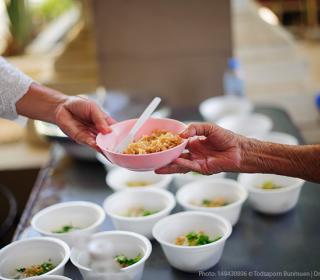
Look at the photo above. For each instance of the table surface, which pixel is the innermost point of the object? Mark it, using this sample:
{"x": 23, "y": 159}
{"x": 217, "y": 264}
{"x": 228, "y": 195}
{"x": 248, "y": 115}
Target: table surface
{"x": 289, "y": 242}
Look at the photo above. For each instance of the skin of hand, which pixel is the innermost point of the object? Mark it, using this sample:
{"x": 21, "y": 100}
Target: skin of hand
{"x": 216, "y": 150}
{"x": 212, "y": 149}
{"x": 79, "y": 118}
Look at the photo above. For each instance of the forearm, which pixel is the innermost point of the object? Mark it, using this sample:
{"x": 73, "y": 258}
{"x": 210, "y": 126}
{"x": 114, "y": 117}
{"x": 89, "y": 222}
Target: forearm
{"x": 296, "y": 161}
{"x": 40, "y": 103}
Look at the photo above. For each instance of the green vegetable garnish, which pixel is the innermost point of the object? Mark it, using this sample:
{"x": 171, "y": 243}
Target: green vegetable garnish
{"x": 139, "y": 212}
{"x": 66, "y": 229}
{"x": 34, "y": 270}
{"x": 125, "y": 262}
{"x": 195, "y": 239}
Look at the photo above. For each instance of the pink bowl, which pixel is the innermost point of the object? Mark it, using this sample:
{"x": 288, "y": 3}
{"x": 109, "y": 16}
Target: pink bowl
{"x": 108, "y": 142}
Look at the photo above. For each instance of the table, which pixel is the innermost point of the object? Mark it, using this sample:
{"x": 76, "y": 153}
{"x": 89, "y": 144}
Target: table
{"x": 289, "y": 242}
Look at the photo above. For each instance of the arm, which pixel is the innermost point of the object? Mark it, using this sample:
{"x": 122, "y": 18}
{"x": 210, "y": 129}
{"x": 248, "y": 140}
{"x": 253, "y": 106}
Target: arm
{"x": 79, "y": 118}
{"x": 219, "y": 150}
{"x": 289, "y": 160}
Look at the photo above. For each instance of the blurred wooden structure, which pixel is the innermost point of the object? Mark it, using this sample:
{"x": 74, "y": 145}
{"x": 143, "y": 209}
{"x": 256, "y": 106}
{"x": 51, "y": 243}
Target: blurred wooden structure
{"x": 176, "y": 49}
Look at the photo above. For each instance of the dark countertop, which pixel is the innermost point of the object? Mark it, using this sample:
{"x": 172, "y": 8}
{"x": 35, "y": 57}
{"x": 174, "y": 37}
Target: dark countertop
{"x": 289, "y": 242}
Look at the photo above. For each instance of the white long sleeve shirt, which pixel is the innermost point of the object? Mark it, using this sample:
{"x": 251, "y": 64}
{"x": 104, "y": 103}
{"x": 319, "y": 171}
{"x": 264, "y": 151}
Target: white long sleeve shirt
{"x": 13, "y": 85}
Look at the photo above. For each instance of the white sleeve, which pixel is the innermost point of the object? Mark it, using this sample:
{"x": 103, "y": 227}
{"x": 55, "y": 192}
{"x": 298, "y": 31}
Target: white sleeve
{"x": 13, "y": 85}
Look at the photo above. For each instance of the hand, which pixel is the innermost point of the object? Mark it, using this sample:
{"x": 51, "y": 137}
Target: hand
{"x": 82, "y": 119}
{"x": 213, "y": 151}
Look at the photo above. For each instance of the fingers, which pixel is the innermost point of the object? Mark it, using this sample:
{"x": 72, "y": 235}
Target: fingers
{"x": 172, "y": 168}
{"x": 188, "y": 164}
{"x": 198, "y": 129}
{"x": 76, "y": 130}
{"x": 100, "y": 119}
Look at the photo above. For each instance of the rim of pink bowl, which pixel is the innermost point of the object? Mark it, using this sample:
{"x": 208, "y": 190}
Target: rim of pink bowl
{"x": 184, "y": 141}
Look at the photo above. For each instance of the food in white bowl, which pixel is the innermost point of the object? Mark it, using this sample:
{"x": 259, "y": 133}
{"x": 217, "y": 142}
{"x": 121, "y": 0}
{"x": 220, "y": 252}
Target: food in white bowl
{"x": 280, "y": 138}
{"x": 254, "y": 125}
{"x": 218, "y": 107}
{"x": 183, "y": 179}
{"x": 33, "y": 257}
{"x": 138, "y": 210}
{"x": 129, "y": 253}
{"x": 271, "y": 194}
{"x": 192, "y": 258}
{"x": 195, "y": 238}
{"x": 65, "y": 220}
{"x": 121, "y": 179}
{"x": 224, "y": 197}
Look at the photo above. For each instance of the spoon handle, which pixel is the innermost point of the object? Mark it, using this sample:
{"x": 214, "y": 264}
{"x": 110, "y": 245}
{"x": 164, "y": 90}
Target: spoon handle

§ §

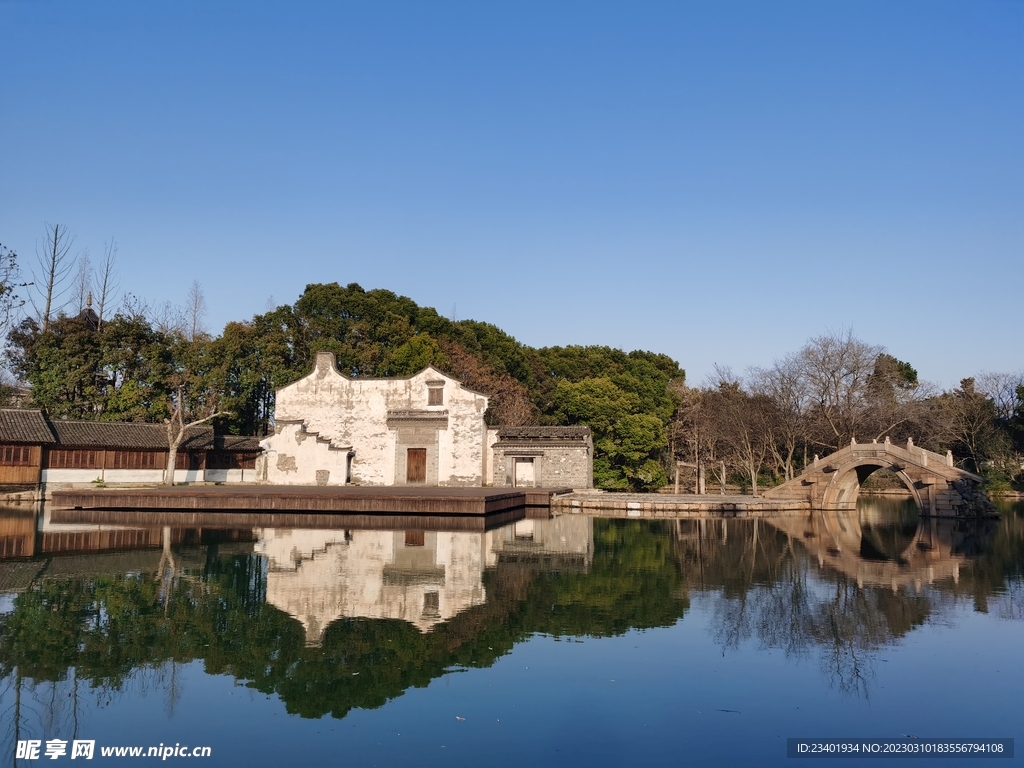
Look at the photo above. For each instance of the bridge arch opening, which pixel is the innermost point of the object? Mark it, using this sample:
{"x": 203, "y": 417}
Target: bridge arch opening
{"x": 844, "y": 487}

§ §

## [Brief]
The entries above hold the needed span. Transcribe exactly the lines from the one with "the fingers, which" to the one with "Target: spoon handle", both included.

## [Solution]
Look at the photo above. For each instance of the fingers, which pixel is the innermost point of the object? Mark it, using this sample:
{"x": 72, "y": 235}
Target: fingers
{"x": 172, "y": 168}
{"x": 188, "y": 164}
{"x": 198, "y": 129}
{"x": 76, "y": 130}
{"x": 100, "y": 119}
Look at the photo above. For each instance of the rim of pink bowl, which pixel is the innermost point of the object? Mark it, using this sample:
{"x": 208, "y": 190}
Target: rim of pink bowl
{"x": 184, "y": 141}
Look at the photo above. For each instance of the food in white bowl, which pixel is the innermost point of the object? Mark it, using this sample:
{"x": 259, "y": 133}
{"x": 217, "y": 142}
{"x": 121, "y": 0}
{"x": 220, "y": 252}
Target: food in white bowl
{"x": 280, "y": 138}
{"x": 254, "y": 125}
{"x": 218, "y": 107}
{"x": 183, "y": 179}
{"x": 33, "y": 257}
{"x": 138, "y": 210}
{"x": 129, "y": 253}
{"x": 271, "y": 194}
{"x": 192, "y": 258}
{"x": 195, "y": 238}
{"x": 65, "y": 220}
{"x": 121, "y": 179}
{"x": 224, "y": 197}
Look at the photo above. For each instance of the spoon handle, which pixel is the innermost point of the object? Mark it, using this sample:
{"x": 214, "y": 264}
{"x": 110, "y": 245}
{"x": 164, "y": 90}
Target: spoon handle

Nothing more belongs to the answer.